(Source document)

Most people reach Wimbledon by Tube, car or the No 493 bus. Emily Webley-Smith used almost every mode of transport known to man as she travelled to the All England Club via Almaty (Kazakhstan), Muzaffarnagar (India), Mildura (Australia), Wenshan (China) and Kurume (Japan) on a journey punctuated by stopovers to recover from deep vein thrombosis, dengue fever, three ankle operations and one on a wrist. No wonder it took seven years to find her way back to SW19.
If anyone suggests British players lack guts, they should consider the story of Webley-Smith, a bubbly 26-year-old from Bristol. As a teenager, she won a play-off for a Wimbledon wild card in 2004. In the finest week of her career she beat France's Séverine Beltrame, the world No 94, before losing in the second round to Amy Frazier, the world No 36.
The closest Webley-Smith came to playing at Wimbledon again was via the qualifying tournament, but in four attempts she never won a match. With her career regularly interrupted by illness and injury, the dream of going back looked likely to remain unfulfilled until last November. In full health at last, she set out on a 26-week round-the-globe trip in search of the ranking points to earn a wild card.
British players usually have to be ranked in the world's top 250 to win wild cards. Webley-Smith was No 502 when she began her six-month journey but improved by accumulating points at obscure outposts.

(End Source document)
(Supplied entries)

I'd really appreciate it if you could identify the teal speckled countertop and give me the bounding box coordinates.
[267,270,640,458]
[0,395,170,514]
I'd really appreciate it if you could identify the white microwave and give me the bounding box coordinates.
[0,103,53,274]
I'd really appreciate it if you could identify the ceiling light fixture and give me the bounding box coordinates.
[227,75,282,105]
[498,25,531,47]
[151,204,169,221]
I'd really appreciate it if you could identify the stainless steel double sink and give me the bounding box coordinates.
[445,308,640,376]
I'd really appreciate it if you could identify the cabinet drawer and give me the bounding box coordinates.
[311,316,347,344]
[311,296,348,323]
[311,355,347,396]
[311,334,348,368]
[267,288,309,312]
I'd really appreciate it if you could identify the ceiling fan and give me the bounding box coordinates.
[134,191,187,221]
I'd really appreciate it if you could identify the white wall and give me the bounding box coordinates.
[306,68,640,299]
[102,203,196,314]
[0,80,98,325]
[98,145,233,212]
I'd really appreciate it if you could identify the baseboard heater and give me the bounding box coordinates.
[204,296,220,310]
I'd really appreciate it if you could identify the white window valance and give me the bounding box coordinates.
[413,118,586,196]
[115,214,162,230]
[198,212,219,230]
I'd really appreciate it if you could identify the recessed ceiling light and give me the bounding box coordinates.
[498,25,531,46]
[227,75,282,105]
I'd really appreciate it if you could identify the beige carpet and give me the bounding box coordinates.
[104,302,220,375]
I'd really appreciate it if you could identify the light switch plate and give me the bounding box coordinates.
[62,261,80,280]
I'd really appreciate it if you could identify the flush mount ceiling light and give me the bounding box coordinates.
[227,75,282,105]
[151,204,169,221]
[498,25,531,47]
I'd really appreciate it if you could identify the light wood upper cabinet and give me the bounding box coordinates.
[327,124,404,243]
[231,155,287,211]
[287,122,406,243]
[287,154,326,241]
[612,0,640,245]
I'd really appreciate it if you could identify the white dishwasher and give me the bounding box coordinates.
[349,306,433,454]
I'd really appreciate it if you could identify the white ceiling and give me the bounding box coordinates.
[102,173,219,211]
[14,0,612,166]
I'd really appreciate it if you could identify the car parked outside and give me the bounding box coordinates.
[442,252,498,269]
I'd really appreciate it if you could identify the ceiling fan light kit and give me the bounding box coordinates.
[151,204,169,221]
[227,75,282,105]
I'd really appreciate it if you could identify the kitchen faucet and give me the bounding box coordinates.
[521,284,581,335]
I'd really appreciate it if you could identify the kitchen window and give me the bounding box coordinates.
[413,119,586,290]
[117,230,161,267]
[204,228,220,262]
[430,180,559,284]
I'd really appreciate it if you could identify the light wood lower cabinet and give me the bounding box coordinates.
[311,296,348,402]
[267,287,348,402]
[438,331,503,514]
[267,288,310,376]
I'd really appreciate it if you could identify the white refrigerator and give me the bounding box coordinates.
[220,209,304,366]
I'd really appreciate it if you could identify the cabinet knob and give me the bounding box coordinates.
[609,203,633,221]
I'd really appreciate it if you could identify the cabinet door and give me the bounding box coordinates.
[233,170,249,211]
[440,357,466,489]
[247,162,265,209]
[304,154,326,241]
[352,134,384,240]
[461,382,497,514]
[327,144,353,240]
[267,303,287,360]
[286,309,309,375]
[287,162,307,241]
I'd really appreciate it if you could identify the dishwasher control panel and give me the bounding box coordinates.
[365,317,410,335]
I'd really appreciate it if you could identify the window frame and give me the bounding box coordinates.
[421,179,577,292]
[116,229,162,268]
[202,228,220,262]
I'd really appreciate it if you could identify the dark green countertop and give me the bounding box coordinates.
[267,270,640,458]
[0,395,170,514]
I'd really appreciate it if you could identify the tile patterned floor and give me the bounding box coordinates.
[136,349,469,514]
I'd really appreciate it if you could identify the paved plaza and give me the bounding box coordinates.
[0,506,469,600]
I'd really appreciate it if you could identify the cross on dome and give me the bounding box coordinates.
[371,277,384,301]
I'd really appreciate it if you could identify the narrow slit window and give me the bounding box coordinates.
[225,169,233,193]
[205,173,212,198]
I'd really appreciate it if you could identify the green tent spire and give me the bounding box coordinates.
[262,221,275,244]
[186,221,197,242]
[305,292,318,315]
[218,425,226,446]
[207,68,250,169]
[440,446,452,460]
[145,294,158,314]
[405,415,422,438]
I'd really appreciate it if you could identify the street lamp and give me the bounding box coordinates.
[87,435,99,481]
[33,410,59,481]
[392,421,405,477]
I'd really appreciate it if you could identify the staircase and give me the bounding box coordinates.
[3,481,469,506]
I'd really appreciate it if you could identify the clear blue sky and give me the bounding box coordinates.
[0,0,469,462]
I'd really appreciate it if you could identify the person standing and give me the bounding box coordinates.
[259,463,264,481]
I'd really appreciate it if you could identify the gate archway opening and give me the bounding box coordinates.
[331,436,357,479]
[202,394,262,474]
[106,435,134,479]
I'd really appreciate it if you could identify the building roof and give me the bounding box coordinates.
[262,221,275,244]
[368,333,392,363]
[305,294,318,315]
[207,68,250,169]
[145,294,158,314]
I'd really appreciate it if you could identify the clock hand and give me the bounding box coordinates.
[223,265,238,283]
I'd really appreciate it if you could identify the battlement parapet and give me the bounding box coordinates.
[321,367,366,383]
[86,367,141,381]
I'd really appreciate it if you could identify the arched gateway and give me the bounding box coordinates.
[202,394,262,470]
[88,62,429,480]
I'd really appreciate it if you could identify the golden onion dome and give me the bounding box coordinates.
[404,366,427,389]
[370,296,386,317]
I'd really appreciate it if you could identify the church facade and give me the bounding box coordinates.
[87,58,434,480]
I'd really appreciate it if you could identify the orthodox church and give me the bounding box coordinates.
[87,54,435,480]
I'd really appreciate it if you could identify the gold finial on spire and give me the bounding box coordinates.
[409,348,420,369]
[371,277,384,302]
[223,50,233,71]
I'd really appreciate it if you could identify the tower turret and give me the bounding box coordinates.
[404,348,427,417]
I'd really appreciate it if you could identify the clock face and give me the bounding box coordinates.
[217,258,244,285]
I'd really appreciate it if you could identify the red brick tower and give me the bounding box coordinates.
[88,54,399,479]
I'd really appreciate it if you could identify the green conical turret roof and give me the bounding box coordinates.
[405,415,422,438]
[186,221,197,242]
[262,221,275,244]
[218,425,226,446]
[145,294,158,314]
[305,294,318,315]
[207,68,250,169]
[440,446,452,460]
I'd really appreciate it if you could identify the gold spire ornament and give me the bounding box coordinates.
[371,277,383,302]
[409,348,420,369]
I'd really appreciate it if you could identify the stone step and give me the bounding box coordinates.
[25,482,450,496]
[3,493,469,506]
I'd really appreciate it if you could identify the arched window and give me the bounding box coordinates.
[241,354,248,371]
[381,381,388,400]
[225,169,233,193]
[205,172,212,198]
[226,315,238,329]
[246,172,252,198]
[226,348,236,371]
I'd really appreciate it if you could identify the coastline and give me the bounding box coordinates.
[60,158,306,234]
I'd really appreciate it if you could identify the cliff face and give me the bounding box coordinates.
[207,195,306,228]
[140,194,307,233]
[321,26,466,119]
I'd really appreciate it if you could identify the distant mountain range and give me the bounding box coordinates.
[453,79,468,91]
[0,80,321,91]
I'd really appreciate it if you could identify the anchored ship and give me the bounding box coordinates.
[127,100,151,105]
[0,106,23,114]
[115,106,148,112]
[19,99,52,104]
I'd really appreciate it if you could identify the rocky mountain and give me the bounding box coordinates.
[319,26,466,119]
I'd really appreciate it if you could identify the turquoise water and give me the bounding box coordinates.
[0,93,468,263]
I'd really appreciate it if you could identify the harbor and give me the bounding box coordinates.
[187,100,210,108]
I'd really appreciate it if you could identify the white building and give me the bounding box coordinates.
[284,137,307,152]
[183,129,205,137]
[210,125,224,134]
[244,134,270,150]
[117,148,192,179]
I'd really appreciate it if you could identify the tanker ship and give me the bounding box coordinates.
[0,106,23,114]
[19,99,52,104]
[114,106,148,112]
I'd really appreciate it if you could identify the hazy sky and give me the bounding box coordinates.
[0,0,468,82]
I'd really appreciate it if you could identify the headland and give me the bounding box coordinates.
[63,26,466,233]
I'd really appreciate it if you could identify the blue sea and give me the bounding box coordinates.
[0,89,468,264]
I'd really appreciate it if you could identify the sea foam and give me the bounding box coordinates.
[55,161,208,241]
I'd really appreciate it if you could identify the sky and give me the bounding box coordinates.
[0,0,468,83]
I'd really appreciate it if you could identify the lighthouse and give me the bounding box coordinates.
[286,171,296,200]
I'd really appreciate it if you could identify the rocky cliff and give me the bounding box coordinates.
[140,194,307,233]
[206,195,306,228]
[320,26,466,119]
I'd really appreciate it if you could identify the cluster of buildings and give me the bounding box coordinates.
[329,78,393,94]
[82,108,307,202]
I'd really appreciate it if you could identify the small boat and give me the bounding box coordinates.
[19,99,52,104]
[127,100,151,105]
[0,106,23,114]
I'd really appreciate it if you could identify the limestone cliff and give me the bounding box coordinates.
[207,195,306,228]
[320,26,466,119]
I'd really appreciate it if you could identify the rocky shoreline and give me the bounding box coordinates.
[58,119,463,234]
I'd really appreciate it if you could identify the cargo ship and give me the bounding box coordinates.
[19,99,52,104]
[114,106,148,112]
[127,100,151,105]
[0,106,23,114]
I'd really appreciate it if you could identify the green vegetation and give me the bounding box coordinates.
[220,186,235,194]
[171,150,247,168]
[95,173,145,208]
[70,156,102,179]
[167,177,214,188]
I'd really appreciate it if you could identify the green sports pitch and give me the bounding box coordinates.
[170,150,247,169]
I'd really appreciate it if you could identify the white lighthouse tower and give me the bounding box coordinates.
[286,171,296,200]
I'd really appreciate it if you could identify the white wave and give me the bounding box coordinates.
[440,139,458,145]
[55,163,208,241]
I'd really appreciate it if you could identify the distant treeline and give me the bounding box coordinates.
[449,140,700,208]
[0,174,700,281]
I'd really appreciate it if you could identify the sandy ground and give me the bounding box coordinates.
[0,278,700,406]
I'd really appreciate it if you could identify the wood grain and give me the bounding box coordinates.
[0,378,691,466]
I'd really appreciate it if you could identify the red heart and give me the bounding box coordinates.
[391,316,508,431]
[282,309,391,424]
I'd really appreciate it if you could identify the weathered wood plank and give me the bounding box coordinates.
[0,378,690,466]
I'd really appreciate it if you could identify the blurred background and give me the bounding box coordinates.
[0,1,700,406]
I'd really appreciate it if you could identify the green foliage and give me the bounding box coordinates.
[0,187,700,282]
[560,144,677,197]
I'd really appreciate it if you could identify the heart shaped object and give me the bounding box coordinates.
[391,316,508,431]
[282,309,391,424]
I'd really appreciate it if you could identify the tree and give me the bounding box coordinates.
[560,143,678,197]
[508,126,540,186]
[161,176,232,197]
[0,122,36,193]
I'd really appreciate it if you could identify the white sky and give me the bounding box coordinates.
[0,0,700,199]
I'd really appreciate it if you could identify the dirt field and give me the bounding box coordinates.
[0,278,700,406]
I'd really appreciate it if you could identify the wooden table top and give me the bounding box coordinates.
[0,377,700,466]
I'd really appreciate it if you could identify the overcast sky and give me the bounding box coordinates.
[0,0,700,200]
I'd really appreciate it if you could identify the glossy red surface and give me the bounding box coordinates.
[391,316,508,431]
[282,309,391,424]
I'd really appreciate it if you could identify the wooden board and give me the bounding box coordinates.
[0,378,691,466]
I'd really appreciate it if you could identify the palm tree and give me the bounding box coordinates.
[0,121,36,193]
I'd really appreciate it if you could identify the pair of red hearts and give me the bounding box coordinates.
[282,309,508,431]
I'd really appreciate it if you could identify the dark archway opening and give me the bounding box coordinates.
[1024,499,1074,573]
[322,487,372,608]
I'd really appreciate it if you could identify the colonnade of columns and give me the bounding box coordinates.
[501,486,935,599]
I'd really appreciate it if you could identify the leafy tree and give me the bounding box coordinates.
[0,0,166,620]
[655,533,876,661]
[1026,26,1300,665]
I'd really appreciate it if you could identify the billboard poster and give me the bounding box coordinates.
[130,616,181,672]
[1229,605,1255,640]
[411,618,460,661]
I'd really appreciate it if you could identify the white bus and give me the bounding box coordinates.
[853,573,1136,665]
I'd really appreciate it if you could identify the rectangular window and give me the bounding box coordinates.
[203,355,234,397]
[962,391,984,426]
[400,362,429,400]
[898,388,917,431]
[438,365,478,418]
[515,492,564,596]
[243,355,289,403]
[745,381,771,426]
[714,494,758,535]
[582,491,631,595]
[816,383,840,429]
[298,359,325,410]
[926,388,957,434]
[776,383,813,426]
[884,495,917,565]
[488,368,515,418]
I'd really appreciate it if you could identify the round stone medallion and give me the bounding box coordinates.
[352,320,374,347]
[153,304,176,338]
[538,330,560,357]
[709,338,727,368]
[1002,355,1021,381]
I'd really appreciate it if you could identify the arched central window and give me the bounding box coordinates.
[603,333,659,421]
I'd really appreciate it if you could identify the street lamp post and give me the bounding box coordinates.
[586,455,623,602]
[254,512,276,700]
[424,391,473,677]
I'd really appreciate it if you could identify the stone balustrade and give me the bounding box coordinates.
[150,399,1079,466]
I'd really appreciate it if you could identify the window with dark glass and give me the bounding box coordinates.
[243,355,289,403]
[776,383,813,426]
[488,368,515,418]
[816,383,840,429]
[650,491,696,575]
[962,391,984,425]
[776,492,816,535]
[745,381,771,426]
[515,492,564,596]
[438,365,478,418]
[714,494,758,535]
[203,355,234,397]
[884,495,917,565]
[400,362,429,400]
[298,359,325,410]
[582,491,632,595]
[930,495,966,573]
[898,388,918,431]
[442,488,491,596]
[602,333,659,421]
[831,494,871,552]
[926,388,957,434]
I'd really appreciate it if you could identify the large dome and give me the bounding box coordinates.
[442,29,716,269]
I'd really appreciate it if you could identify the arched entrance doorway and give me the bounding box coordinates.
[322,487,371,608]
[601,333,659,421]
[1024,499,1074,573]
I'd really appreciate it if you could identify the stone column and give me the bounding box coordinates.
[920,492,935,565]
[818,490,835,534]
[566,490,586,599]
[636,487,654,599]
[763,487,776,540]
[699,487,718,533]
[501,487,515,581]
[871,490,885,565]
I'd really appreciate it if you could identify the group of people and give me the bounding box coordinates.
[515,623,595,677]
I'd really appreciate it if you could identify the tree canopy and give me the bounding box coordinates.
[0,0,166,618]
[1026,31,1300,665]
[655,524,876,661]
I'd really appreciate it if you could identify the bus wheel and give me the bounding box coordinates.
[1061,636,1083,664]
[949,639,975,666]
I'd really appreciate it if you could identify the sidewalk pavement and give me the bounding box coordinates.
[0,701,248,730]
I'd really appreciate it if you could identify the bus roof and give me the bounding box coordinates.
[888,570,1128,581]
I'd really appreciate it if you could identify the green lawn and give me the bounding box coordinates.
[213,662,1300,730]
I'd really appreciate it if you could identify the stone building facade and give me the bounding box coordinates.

(End Supplied entries)

» **Exercise requirements**:
Extract the complete text of the article about Emily Webley-Smith's road back to Wimbledon, reproducing every word as it appears. The rows above play no part in this exercise.

» **Task output**:
Most people reach Wimbledon by Tube, car or the No 493 bus. Emily Webley-Smith used almost every mode of transport known to man as she travelled to the All England Club via Almaty (Kazakhstan), Muzaffarnagar (India), Mildura (Australia), Wenshan (China) and Kurume (Japan) on a journey punctuated by stopovers to recover from deep vein thrombosis, dengue fever, three ankle operations and one on a wrist. No wonder it took seven years to find her way back to SW19.
If anyone suggests British players lack guts, they should consider the story of Webley-Smith, a bubbly 26-year-old from Bristol. As a teenager, she won a play-off for a Wimbledon wild card in 2004. In the finest week of her career she beat France's Séverine Beltrame, the world No 94, before losing in the second round to Amy Frazier, the world No 36.
The closest Webley-Smith came to playing at Wimbledon again was via the qualifying tournament, but in four attempts she never won a match. With her career regularly interrupted by illness and injury, the dream of going back looked likely to remain unfulfilled until last November. In full health at last, she set out on a 26-week round-the-globe trip in search of the ranking points to earn a wild card.
British players usually have to be ranked in the world's top 250 to win wild cards. Webley-Smith was No 502 when she began her six-month journey but improved by accumulating points at obscure outposts.